[Records drawn from a dataset]
○ ○ ○
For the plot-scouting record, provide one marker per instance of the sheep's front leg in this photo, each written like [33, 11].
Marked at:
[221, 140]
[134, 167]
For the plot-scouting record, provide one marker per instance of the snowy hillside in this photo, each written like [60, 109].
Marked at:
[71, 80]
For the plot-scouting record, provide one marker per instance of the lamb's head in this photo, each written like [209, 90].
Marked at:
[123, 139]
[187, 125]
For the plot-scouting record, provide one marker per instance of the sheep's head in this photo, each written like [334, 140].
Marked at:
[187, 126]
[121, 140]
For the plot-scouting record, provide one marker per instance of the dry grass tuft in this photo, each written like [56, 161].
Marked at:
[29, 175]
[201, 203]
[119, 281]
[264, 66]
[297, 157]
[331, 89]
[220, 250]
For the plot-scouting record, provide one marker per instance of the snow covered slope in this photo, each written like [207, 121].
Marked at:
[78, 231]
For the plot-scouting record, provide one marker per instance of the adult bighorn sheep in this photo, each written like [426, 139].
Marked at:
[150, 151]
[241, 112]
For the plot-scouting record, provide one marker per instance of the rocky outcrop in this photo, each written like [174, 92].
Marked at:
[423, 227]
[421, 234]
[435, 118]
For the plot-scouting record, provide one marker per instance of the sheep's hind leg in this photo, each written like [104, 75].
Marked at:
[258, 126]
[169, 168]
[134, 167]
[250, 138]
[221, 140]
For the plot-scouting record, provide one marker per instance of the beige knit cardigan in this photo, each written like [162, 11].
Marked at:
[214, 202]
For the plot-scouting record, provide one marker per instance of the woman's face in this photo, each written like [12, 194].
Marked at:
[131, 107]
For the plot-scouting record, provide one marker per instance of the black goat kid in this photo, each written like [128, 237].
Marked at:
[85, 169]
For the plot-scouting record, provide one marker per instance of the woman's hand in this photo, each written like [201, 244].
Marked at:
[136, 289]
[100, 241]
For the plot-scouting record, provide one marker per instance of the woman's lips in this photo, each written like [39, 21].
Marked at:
○ ○ ○
_What you will do_
Return every line of the data above in which "head" appears.

_Completed task_
For the plot-scouting record, provide one marker per instance of the lamb's head in this photo, each written like [209, 90].
For the plot-scouting record, provide one marker per instance of the sheep's head in this photo, each written like [334, 140].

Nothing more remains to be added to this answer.